*REQUIRED WORK*
Arrange the lines from the first one through the line containing "box: [948, 638, 1030, 733]" as a numbered list, skipping blank lines. Leave the pictures out.

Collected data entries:
----------

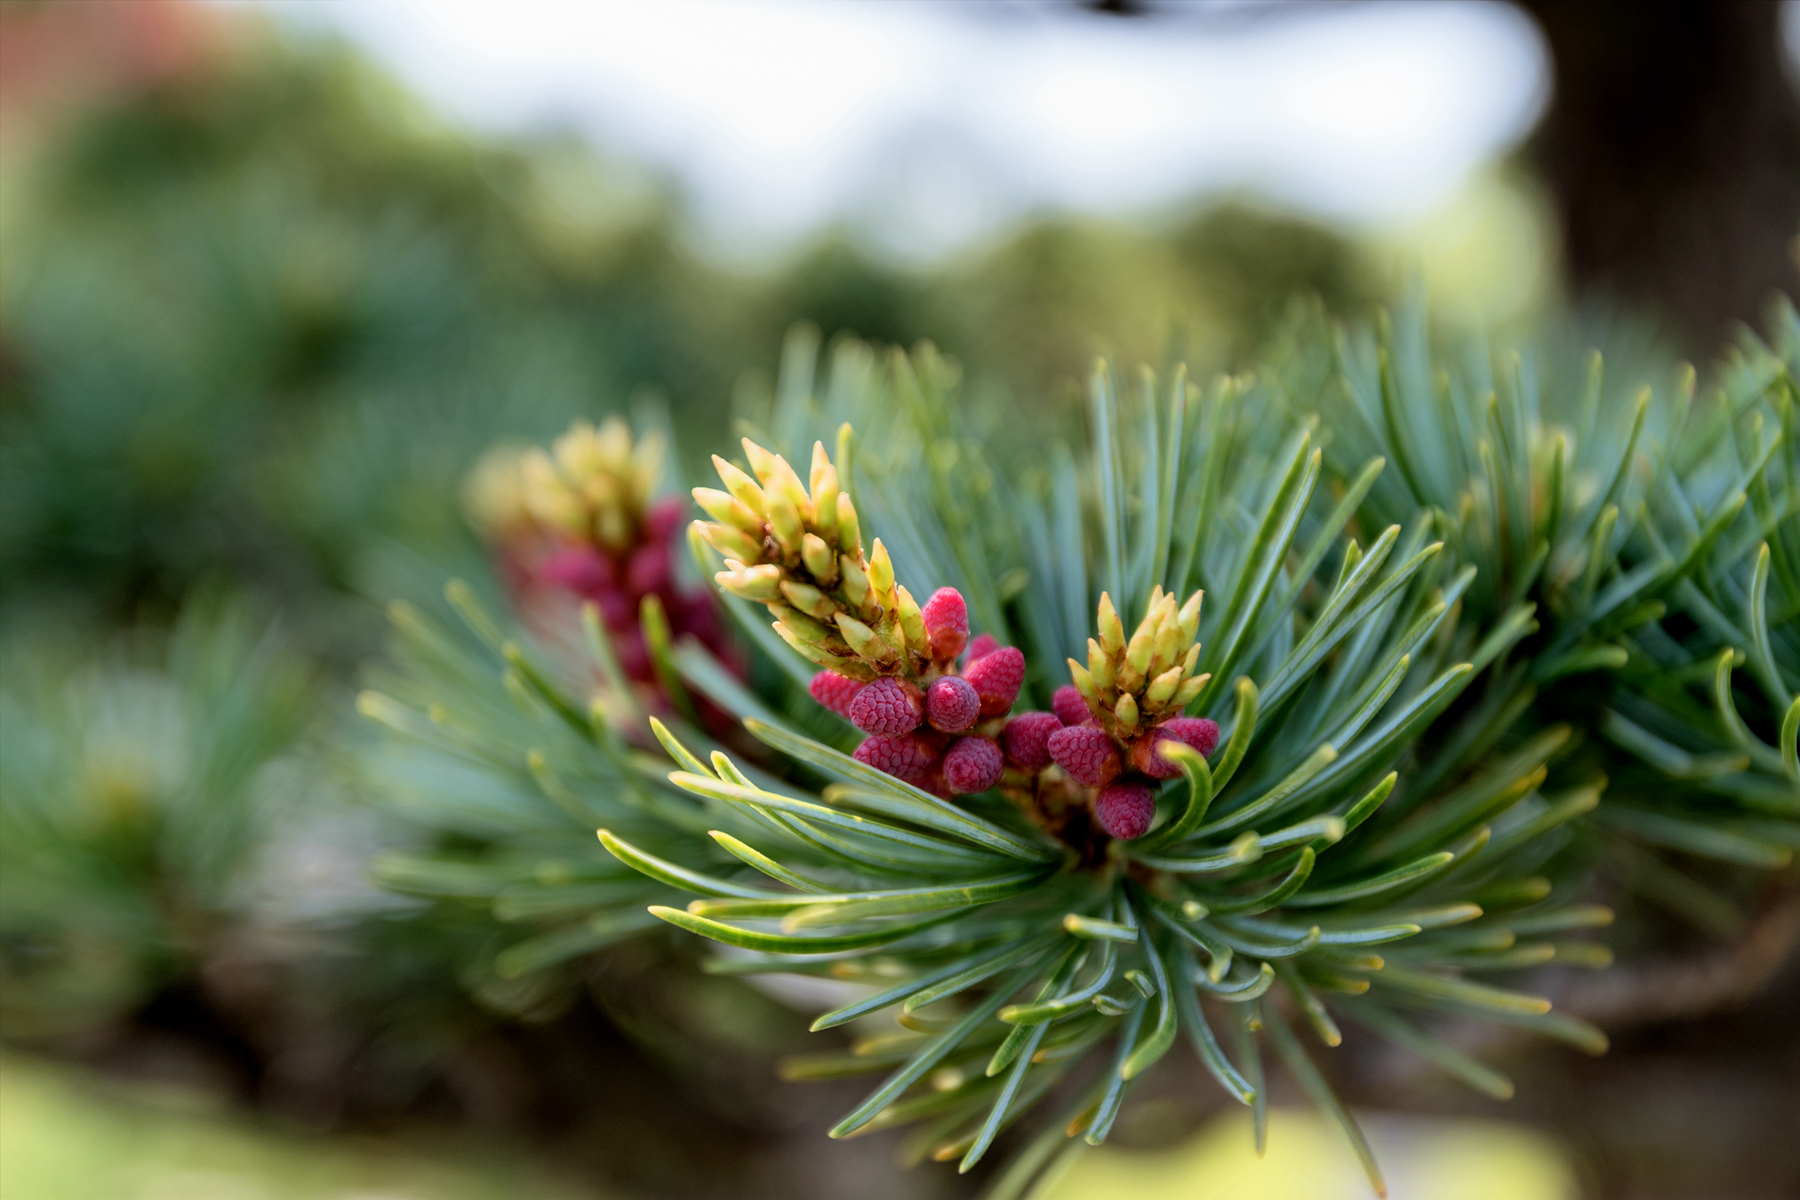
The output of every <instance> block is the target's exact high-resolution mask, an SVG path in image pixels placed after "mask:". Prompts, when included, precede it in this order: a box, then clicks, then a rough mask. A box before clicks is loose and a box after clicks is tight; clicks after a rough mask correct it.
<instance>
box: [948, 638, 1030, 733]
mask: <svg viewBox="0 0 1800 1200" xmlns="http://www.w3.org/2000/svg"><path fill="white" fill-rule="evenodd" d="M963 678H965V680H968V682H970V684H972V685H974V689H976V693H977V694H979V696H981V716H1006V711H1008V709H1012V702H1013V700H1017V698H1019V685H1021V684H1024V651H1021V649H1019V648H1017V646H1001V648H999V649H995V651H994V653H992V655H983V657H981V658H977V660H976V662H970V664H968V666H967V667H963Z"/></svg>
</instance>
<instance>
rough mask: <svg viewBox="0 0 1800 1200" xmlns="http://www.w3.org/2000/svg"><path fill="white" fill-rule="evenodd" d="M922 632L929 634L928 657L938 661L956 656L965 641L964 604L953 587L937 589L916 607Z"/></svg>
mask: <svg viewBox="0 0 1800 1200" xmlns="http://www.w3.org/2000/svg"><path fill="white" fill-rule="evenodd" d="M920 617H923V621H925V633H927V635H929V637H931V657H932V658H938V660H940V662H941V660H945V658H956V655H959V653H963V646H965V644H967V642H968V604H965V603H963V594H961V592H958V590H956V588H938V590H936V592H932V594H931V599H929V601H925V606H923V608H922V610H920Z"/></svg>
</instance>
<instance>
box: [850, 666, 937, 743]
mask: <svg viewBox="0 0 1800 1200" xmlns="http://www.w3.org/2000/svg"><path fill="white" fill-rule="evenodd" d="M922 720H925V698H923V696H922V694H920V693H918V689H916V687H913V685H911V684H905V682H902V680H896V678H878V680H875V682H873V684H869V685H868V687H864V689H862V691H859V693H857V698H855V700H851V702H850V723H851V725H855V727H857V729H860V730H862V732H866V734H877V736H886V738H893V736H898V734H911V732H913V730H914V729H918V723H920V721H922Z"/></svg>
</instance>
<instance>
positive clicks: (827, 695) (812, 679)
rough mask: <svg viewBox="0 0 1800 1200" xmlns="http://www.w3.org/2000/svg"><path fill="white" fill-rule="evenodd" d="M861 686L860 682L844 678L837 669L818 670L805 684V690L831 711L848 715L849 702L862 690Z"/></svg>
mask: <svg viewBox="0 0 1800 1200" xmlns="http://www.w3.org/2000/svg"><path fill="white" fill-rule="evenodd" d="M862 687H864V685H862V684H860V682H857V680H853V678H846V676H842V675H839V673H837V671H819V673H817V675H814V676H812V684H808V685H806V691H810V693H812V698H814V700H817V702H819V703H823V705H824V707H828V709H830V711H832V712H837V714H839V716H850V702H851V700H855V698H857V693H859V691H862Z"/></svg>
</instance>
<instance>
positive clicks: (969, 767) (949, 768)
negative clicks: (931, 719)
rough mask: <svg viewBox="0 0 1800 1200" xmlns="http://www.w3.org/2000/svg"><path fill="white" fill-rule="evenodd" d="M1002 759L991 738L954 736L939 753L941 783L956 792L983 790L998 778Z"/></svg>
mask: <svg viewBox="0 0 1800 1200" xmlns="http://www.w3.org/2000/svg"><path fill="white" fill-rule="evenodd" d="M1003 770H1006V763H1004V759H1003V757H1001V748H999V747H997V745H995V743H994V739H992V738H958V739H956V745H954V747H950V752H949V754H945V756H943V783H945V784H947V786H949V788H950V792H952V793H956V795H972V793H976V792H986V790H988V788H992V786H994V784H997V783H999V781H1001V772H1003Z"/></svg>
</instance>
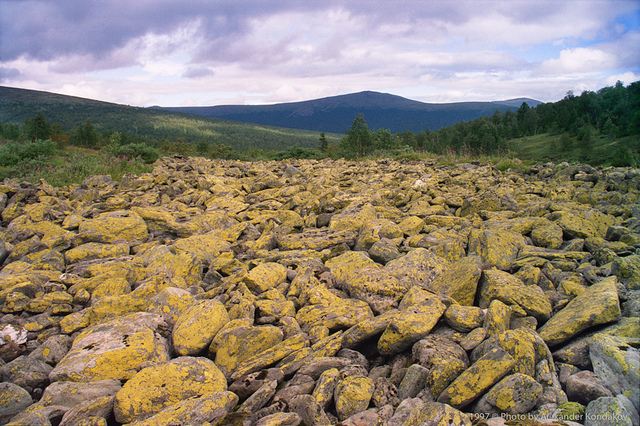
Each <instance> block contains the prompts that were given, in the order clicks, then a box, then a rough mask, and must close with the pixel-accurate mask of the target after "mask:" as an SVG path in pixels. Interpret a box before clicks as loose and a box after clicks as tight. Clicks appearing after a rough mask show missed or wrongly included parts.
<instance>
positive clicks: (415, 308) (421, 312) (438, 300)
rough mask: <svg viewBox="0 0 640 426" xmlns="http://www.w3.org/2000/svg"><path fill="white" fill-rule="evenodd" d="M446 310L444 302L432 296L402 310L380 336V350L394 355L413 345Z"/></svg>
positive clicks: (392, 320)
mask: <svg viewBox="0 0 640 426" xmlns="http://www.w3.org/2000/svg"><path fill="white" fill-rule="evenodd" d="M445 310H446V306H445V305H444V303H442V302H441V301H440V300H438V298H436V297H432V298H430V299H426V300H424V301H422V302H420V303H418V304H415V305H412V306H410V307H408V308H406V309H404V310H402V311H400V312H399V313H398V314H397V315H395V316H394V317H393V319H392V320H391V322H389V325H388V326H387V328H386V329H385V330H384V332H383V333H382V336H380V340H378V352H380V354H381V355H384V356H388V355H394V354H396V353H398V352H401V351H403V350H404V349H406V348H408V347H409V346H411V345H413V344H414V343H415V342H417V341H418V340H420V339H422V338H423V337H425V336H426V335H428V334H429V332H431V330H432V329H433V327H434V326H435V325H436V324H437V322H438V321H439V320H440V317H441V316H442V314H443V313H444V311H445Z"/></svg>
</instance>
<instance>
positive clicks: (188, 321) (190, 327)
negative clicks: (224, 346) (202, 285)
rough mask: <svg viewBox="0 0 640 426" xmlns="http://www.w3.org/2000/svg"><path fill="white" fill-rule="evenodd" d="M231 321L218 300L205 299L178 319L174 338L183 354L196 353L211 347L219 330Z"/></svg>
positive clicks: (173, 346) (221, 305)
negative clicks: (215, 336) (217, 300)
mask: <svg viewBox="0 0 640 426" xmlns="http://www.w3.org/2000/svg"><path fill="white" fill-rule="evenodd" d="M228 322H229V314H228V313H227V309H226V308H225V307H224V305H223V304H222V303H220V302H219V301H217V300H213V299H211V300H203V301H200V302H198V303H196V304H194V305H191V306H190V307H189V308H187V309H186V310H185V311H184V312H183V313H182V314H180V316H179V317H178V319H177V320H176V324H175V326H174V327H173V332H172V338H173V339H172V340H173V349H174V351H175V352H176V353H177V354H178V355H181V356H184V355H196V354H198V353H200V352H201V351H203V350H204V349H205V348H207V347H209V345H210V344H211V341H212V340H213V338H214V337H215V335H216V334H217V333H218V331H219V330H220V329H221V328H222V327H223V326H224V325H225V324H226V323H228Z"/></svg>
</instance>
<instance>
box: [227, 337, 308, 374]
mask: <svg viewBox="0 0 640 426" xmlns="http://www.w3.org/2000/svg"><path fill="white" fill-rule="evenodd" d="M307 344H308V341H307V337H306V336H305V335H304V334H298V335H296V336H293V337H291V338H289V339H286V340H283V341H282V342H280V343H278V344H276V345H274V346H272V347H270V348H269V349H266V350H264V351H262V352H260V353H258V354H257V355H254V356H252V357H251V358H249V359H246V360H244V361H241V362H240V363H238V366H237V368H236V370H235V371H234V372H233V373H232V374H231V379H232V380H236V379H238V378H240V377H242V376H244V375H246V374H249V373H252V372H254V371H257V370H260V369H262V368H265V367H268V366H270V365H272V364H275V363H276V362H278V361H280V360H281V359H283V358H284V357H286V356H288V355H290V354H292V353H294V352H295V351H298V350H300V349H302V348H303V347H305V346H306V345H307Z"/></svg>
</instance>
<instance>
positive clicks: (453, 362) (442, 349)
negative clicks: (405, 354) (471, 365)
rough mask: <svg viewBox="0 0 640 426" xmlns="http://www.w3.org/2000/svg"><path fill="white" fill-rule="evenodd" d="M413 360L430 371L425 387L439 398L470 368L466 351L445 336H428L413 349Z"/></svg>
mask: <svg viewBox="0 0 640 426" xmlns="http://www.w3.org/2000/svg"><path fill="white" fill-rule="evenodd" d="M412 355H413V358H414V359H415V360H416V362H418V363H419V364H420V365H422V366H423V367H425V368H427V369H428V373H427V376H426V382H425V386H426V387H427V388H428V389H429V390H430V391H431V395H433V396H438V395H440V394H441V393H442V391H444V390H445V389H446V388H447V386H449V385H450V384H451V382H453V381H454V380H455V378H456V377H458V376H459V375H460V374H461V373H462V372H463V371H465V370H466V369H467V368H468V367H469V358H468V356H467V353H466V352H465V351H464V349H463V348H462V347H461V346H460V345H458V344H457V343H455V342H454V341H452V340H450V339H448V338H446V337H443V336H437V335H432V336H427V337H425V338H424V339H422V340H420V341H418V342H417V343H416V344H415V345H413V348H412ZM414 396H415V395H414Z"/></svg>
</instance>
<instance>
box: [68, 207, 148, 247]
mask: <svg viewBox="0 0 640 426" xmlns="http://www.w3.org/2000/svg"><path fill="white" fill-rule="evenodd" d="M78 233H79V236H80V238H81V240H82V241H85V242H91V241H93V242H97V243H112V242H115V241H118V240H124V241H129V242H131V241H134V240H144V239H145V238H147V235H148V231H147V224H146V223H145V222H144V220H143V219H142V218H141V217H140V216H139V215H138V214H136V213H134V212H132V211H125V210H119V211H115V212H109V213H103V214H101V215H99V216H98V217H97V218H95V219H90V220H85V221H83V222H80V224H79V226H78Z"/></svg>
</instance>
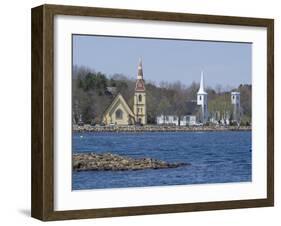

----------

*EXERCISE SOLUTION*
1. The output of every <instance> block is the target's exact high-resolution mask, an SVG path in image pixels placed after "mask:". Prompts, when included, precede it in this order: a box, then clicks, then a rough mask. A box before clicks is loose and a box after clicks is tight; clicks after a rough mask correct it.
2. <instance>
3. box: [948, 638, 1030, 733]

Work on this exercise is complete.